DATA START

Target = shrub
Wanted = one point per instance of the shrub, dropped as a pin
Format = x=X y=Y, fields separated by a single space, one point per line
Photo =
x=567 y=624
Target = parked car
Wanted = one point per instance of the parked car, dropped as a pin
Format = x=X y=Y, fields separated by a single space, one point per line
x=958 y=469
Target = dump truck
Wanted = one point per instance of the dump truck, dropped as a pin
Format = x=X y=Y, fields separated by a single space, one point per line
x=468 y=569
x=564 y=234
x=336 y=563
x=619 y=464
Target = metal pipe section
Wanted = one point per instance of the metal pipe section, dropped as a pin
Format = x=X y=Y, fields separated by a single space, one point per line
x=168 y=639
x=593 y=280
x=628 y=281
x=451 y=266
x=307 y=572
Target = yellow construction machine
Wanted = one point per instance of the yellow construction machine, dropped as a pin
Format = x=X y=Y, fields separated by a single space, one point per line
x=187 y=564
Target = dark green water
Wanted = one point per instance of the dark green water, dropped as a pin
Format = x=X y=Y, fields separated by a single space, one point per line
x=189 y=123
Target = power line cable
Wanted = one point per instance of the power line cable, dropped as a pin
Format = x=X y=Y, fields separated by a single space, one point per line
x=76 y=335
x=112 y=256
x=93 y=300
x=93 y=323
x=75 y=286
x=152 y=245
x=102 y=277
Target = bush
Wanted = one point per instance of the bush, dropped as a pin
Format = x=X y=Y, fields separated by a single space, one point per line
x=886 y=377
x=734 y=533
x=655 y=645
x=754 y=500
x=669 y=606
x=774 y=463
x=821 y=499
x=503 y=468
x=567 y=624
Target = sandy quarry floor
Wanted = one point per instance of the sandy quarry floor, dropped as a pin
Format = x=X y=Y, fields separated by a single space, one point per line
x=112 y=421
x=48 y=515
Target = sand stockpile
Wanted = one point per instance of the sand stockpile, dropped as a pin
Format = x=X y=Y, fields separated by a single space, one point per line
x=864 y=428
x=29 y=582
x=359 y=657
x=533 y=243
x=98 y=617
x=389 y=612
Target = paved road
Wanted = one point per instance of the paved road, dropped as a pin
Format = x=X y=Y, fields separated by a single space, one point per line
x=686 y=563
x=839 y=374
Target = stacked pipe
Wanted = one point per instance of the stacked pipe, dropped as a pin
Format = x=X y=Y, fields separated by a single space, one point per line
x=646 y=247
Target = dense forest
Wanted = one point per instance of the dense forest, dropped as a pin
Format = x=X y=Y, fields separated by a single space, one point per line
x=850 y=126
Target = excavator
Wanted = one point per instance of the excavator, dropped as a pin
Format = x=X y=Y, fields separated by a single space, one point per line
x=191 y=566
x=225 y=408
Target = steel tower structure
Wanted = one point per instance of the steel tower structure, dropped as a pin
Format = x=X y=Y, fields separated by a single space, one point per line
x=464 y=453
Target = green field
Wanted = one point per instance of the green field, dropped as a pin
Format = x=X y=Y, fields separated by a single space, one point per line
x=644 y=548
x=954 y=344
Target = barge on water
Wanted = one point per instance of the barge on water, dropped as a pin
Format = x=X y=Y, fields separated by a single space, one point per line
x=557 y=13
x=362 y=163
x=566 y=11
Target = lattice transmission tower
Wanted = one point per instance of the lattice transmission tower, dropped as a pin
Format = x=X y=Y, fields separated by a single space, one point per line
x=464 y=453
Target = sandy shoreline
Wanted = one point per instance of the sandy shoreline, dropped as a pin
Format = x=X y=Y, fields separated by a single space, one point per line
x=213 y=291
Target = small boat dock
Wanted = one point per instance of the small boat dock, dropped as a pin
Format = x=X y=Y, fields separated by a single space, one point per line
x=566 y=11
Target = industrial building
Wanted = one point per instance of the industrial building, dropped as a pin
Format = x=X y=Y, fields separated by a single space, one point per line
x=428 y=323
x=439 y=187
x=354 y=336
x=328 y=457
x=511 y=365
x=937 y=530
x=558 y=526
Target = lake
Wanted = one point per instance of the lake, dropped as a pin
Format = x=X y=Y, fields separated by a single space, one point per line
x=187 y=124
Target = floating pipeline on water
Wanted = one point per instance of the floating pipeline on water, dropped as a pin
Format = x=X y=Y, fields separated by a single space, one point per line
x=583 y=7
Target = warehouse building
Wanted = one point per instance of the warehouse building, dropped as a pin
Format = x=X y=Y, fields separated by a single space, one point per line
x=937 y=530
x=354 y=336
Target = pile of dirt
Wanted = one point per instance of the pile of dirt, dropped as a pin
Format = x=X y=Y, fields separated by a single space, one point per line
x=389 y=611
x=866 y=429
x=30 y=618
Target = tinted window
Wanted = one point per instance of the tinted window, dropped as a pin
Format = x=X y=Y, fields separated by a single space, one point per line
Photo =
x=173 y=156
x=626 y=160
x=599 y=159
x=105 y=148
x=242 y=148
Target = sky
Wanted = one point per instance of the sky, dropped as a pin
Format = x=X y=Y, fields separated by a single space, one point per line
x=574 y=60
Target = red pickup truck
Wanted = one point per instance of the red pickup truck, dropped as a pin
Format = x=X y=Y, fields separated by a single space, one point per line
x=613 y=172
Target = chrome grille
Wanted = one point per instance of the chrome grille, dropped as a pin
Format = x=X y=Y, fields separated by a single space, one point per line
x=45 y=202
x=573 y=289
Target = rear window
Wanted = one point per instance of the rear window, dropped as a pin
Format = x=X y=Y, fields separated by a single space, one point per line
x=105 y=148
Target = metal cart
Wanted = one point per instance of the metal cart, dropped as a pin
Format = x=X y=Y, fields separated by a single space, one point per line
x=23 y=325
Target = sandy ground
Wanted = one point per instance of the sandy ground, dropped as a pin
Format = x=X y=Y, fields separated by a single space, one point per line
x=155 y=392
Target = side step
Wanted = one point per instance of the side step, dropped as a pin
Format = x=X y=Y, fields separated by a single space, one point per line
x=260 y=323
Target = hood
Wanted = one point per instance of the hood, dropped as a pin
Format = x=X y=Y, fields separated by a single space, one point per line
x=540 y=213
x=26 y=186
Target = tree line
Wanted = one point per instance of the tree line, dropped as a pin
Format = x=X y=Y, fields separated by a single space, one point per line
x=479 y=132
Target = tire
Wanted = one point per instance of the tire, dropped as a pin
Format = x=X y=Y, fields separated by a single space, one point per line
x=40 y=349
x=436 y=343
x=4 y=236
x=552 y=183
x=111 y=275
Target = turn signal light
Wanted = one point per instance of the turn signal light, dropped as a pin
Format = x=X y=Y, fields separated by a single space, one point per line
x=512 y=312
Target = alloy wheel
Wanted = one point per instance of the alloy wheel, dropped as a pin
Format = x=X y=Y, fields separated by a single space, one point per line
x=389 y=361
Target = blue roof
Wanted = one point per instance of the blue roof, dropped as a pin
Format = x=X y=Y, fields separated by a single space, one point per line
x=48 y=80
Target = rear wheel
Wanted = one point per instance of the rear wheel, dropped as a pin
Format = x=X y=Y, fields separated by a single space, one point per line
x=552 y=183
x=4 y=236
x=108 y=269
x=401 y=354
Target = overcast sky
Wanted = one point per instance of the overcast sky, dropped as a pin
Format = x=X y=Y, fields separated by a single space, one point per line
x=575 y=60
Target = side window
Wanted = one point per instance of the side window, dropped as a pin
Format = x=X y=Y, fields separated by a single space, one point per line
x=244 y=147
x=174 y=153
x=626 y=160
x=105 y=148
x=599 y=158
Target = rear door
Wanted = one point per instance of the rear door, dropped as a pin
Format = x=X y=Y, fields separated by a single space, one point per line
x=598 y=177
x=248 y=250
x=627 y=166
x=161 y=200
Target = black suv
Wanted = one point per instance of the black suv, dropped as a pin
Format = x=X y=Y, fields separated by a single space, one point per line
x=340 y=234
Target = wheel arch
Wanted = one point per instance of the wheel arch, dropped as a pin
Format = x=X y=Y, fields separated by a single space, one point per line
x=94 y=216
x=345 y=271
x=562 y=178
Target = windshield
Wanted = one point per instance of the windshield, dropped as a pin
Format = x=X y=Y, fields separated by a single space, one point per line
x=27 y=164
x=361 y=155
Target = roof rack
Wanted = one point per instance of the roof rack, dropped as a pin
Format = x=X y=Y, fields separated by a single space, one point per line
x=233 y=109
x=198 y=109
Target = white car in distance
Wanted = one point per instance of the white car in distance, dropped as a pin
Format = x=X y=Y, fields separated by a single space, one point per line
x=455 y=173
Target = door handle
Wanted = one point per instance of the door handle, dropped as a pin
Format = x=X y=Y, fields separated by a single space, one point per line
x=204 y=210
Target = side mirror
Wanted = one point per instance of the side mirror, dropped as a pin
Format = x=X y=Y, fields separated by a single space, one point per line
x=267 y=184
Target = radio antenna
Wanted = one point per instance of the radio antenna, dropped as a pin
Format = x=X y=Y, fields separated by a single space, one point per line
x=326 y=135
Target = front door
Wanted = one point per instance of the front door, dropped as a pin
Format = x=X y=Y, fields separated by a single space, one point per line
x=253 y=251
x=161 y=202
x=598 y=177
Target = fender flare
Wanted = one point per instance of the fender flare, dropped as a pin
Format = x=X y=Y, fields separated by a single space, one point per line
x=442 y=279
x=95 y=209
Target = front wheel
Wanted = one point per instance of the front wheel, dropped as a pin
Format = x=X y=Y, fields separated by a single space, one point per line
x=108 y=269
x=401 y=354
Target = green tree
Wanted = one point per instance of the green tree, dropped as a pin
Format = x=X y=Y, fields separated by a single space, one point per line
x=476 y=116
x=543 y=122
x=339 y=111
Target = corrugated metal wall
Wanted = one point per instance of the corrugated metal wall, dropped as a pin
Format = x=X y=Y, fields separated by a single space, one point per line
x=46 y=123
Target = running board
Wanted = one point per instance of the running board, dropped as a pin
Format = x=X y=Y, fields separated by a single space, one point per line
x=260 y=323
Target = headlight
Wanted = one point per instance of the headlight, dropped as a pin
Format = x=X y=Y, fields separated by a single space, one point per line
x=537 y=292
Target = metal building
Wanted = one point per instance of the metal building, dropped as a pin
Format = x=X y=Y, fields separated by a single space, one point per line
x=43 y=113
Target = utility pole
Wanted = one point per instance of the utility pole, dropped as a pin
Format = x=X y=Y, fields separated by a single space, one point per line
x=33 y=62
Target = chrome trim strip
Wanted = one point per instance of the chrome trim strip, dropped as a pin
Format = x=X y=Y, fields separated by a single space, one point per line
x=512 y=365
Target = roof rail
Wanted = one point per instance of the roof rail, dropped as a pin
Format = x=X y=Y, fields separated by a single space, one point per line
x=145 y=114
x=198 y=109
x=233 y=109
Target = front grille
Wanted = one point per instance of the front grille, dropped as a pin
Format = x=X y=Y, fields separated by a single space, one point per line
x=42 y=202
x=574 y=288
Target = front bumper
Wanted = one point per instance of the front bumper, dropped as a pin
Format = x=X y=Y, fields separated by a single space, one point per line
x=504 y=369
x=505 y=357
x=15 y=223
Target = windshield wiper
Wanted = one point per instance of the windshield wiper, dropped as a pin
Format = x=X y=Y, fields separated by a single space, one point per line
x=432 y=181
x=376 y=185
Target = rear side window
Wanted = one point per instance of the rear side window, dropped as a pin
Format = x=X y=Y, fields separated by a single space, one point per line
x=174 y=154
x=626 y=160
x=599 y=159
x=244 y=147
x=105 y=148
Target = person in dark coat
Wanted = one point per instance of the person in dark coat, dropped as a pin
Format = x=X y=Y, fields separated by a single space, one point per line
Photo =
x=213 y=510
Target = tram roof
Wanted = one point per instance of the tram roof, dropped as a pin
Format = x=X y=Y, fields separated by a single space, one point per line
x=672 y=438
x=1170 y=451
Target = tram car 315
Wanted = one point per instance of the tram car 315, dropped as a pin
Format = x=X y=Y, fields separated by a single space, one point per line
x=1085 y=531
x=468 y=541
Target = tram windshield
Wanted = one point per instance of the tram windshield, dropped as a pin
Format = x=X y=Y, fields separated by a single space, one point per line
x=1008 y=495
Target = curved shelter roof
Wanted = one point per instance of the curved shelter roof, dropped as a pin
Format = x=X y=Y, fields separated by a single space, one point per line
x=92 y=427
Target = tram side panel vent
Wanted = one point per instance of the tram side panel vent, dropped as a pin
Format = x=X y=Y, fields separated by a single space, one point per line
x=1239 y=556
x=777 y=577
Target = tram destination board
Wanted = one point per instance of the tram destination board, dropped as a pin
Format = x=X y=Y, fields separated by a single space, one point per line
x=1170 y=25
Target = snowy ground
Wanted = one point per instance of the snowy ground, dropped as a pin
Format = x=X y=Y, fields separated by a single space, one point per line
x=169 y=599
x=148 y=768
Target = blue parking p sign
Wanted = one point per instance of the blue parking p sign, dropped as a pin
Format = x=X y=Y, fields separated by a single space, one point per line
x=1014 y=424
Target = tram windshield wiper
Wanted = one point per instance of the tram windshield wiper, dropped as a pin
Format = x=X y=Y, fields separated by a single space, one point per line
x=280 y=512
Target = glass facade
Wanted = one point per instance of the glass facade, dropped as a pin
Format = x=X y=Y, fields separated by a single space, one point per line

DATA END

**WHAT TO DO**
Verbatim output is expected for the lines from the start of the data to the line in which "Wanted = one point per instance of the paved" appears, both included.

**TASK RESULT**
Target = shrub
Wanted = one point per instance of the shrub, dropped as a pin
Format = x=X y=Y, fields separated by a single space, one point per line
Photo =
x=567 y=624
Target = parked car
Wanted = one point per instance of the parked car, dropped as a pin
Format = x=X y=Y, fields separated by a single space, one point per line
x=958 y=469
Target = dump truck
Wanted = one point per instance of the dump truck, dropped as a pin
Format = x=X y=Y, fields separated by a single space, one point per line
x=468 y=569
x=564 y=234
x=336 y=563
x=619 y=464
Target = metal pipe section
Wanted = one point per instance of the metal pipe section, dropped as a pin
Format = x=X y=Y, fields separated by a single space, one point per line
x=168 y=639
x=593 y=280
x=628 y=281
x=451 y=266
x=307 y=572
Target = yellow construction machine
Wanted = one point per instance of the yellow construction machine, dropped as a pin
Format = x=X y=Y, fields separated by a single space, one point per line
x=187 y=564
Target = dark green water
Wanted = one point per instance of the dark green water, dropped as a pin
Format = x=X y=Y, fields separated by a single space, one point per line
x=189 y=123
Target = power line cable
Wanted = one point per instance of the power line cable, dropped as a pin
Format = x=X y=Y, fields separated by a single space, one point per line
x=76 y=335
x=112 y=256
x=93 y=300
x=93 y=323
x=75 y=286
x=152 y=245
x=102 y=277
Target = bush
Wanted = one point per instance of the bush, dropped as a pin
Format = x=X y=Y, fields separated by a single space, one point per line
x=886 y=377
x=734 y=533
x=655 y=645
x=754 y=500
x=669 y=606
x=774 y=463
x=821 y=499
x=503 y=468
x=567 y=624
Target = sandy quarry floor
Wanted = one point per instance of the sandy quarry floor, dropped as a pin
Format = x=X y=Y, fields separated by a single space, one point per line
x=112 y=421
x=48 y=515
Target = sand stockpile
Wanted = one point per instance of the sand stockpile, dropped as a pin
Format = x=X y=Y, fields separated by a single space, one point per line
x=864 y=428
x=29 y=582
x=359 y=657
x=533 y=243
x=98 y=617
x=389 y=612
Target = paved road
Wanted = one point per instance of the paved road, dropped as a pin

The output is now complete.